◆ Task description:
Could you copy, word for word, only the lines from the one containing "Could you point to the steam locomotive" through the last line of the records below, both included?

__________________________________________________

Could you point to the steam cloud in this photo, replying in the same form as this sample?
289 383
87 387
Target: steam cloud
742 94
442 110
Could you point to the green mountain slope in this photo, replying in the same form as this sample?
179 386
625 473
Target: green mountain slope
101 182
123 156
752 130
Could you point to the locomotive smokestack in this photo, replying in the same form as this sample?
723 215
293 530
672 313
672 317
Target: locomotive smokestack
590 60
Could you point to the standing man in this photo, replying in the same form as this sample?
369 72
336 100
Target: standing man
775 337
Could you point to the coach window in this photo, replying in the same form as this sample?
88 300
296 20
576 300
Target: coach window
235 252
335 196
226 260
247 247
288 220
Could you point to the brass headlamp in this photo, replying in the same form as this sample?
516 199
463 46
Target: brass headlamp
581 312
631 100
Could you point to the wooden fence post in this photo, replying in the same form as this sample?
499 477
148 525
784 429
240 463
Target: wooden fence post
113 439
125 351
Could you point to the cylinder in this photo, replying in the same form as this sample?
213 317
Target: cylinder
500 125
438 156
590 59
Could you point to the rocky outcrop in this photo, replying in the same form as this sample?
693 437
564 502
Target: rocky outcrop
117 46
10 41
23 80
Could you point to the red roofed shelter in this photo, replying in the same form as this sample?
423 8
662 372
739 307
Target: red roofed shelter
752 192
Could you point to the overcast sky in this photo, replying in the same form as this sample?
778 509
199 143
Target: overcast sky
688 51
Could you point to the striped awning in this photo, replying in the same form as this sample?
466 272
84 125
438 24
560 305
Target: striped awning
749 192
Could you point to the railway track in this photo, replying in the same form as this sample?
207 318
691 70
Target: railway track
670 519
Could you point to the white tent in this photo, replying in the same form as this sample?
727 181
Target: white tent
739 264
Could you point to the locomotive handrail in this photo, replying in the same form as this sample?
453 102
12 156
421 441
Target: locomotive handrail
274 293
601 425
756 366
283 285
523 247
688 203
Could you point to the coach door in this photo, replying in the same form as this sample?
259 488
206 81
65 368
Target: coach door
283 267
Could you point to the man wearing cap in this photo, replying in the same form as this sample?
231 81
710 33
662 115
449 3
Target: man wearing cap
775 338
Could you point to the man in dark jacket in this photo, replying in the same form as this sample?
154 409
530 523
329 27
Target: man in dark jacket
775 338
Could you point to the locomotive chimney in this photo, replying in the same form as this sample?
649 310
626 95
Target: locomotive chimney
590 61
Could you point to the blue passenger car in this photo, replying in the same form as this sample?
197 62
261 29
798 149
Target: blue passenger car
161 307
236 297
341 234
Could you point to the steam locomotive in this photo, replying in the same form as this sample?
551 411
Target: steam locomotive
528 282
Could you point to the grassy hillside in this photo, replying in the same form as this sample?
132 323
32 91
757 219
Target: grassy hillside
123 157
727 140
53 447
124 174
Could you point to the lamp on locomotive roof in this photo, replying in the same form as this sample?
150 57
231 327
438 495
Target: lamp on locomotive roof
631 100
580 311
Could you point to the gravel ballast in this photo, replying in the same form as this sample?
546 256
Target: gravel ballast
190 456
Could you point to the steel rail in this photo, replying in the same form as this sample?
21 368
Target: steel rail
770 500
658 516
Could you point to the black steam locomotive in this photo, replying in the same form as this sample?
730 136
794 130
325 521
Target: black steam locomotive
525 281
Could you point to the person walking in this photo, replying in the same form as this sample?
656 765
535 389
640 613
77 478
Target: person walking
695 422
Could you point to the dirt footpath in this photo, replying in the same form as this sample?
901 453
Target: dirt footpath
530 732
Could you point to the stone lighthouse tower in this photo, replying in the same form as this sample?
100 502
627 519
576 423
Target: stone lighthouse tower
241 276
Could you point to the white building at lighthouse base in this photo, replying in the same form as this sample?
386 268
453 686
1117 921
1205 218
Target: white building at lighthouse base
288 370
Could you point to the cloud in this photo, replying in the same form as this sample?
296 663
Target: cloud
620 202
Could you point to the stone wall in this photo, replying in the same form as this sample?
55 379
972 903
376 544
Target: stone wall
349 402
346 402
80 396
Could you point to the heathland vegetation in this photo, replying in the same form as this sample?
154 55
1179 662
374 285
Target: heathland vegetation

__________________________________________________

◆ Full output:
Could you point to the steam locomotive in this photo, replying in the same form as this sample?
551 411
Target: steam locomotive
528 282
Could you point to the grassy hillside in this photo, replying in the same form as this sample?
132 323
32 91
757 219
Target: grassy hillside
123 157
727 140
53 447
124 174
Could you point to the lamp on locomotive roof in this photo, replying in the same form as this sample?
150 57
231 327
438 495
Target: lamp on locomotive roof
631 100
580 311
Could you point to the gravel ballast in this photo, replying in the same form as this sample?
546 256
Target: gravel ballast
190 456
Could you point to the steel rail in this photo, replying in the same form as this sample?
21 368
Target: steel rail
770 500
658 516
Could you point to the black steam locomotive in this photo, replying in the same form as this sample?
730 136
794 130
325 521
Target: black steam locomotive
525 281
Could you point to the person walking in this photo, replying in the same form as this sample?
656 765
535 389
640 613
77 478
Target: person walking
695 422
Could you point to the dirt footpath in this photo, replying in the same form as this sample?
901 453
Target: dirt footpath
530 732
Could you point to the stone lighthouse tower in this photo, replying in the same form as this sample?
100 502
627 519
576 423
Target: stone lighthouse tower
241 276
Could you point to the white building at lighthouse base in this photo, replying in the same form as this sample?
386 268
453 686
1117 921
1205 218
Target: white building at lighthouse base
288 370
Could you point to the cloud in this photo, replying in the same form as this sample?
296 663
Target: cloud
620 202
Could you point to the stone wall in this photo, replying in the same form as this sample?
55 379
972 903
376 544
Target: stone wall
349 402
346 402
80 396
Could you point to the heathland vegetation in this photo, replying in the same form as this sample?
154 55
1179 662
374 285
Target: heathland vegetation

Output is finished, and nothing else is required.